::: Extracted records

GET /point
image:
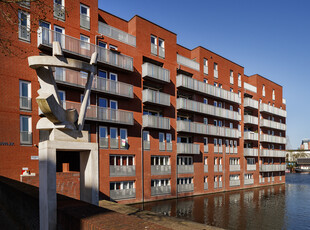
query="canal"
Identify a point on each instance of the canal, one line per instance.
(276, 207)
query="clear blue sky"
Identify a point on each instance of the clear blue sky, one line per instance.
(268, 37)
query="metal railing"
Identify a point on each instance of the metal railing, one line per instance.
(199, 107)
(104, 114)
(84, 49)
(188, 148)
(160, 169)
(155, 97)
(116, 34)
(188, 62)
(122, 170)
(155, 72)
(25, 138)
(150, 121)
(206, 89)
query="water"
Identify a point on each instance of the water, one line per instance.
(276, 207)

::::::
::: Extracted records

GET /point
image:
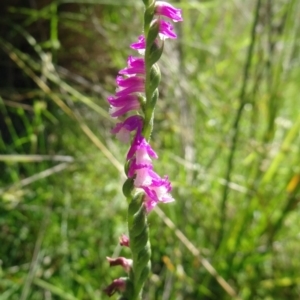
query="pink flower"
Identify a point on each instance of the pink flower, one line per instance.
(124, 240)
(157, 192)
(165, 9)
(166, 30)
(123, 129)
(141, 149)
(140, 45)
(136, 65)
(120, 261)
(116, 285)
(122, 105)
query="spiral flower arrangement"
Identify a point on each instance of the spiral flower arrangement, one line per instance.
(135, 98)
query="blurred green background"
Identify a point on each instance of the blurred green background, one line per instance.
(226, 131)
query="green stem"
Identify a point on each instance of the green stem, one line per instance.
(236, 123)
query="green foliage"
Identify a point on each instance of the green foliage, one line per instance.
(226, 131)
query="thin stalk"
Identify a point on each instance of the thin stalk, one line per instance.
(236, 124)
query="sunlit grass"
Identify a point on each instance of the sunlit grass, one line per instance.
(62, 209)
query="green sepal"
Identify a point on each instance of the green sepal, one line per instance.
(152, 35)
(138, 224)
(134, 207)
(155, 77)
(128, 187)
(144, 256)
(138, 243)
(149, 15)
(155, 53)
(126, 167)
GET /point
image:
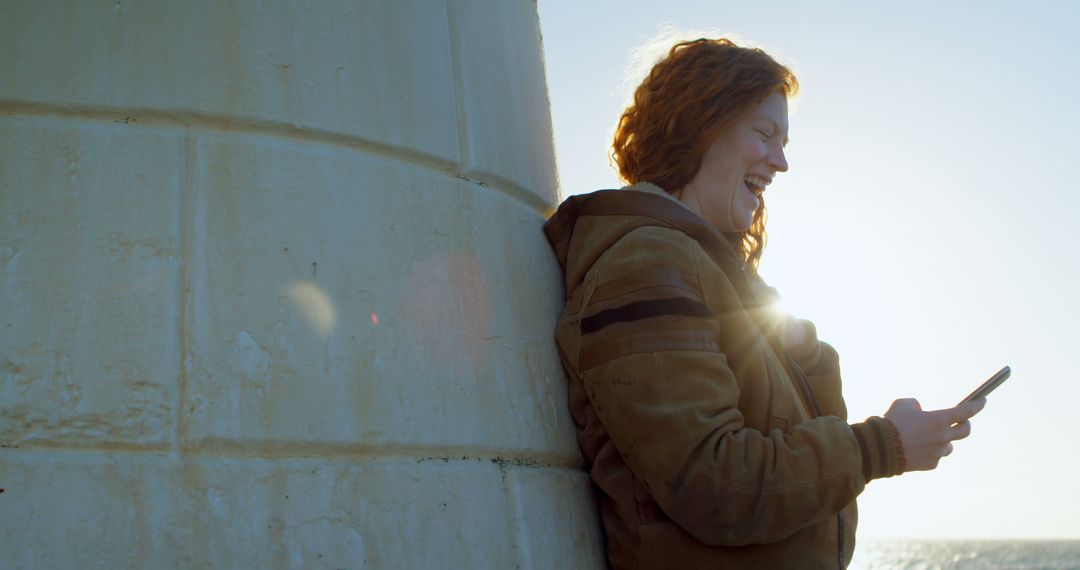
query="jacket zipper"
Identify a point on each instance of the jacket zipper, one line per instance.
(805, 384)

::::::
::: Extracted records

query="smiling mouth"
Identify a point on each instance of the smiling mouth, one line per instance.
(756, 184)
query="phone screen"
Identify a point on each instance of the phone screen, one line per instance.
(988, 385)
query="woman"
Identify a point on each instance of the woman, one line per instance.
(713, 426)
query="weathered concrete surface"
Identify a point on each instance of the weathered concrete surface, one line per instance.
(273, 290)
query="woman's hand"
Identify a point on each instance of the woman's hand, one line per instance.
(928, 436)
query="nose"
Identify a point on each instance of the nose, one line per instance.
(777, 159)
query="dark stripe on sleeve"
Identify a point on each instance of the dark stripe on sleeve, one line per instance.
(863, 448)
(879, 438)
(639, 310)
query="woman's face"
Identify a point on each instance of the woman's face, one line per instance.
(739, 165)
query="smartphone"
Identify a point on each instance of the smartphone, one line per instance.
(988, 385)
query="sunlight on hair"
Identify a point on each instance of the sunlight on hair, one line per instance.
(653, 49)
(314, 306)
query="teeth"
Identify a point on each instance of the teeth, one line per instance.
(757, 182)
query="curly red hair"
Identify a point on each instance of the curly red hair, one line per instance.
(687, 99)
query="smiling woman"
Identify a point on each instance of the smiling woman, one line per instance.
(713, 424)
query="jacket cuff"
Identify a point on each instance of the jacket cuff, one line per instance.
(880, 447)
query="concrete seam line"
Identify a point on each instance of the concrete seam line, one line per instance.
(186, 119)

::::::

• **What you have to do**
Report every line in the items above that contains the string "canal", matching case exactly.

• **Response to this exercise**
query="canal"
Identify a point on each instance of the canal, one line per instance.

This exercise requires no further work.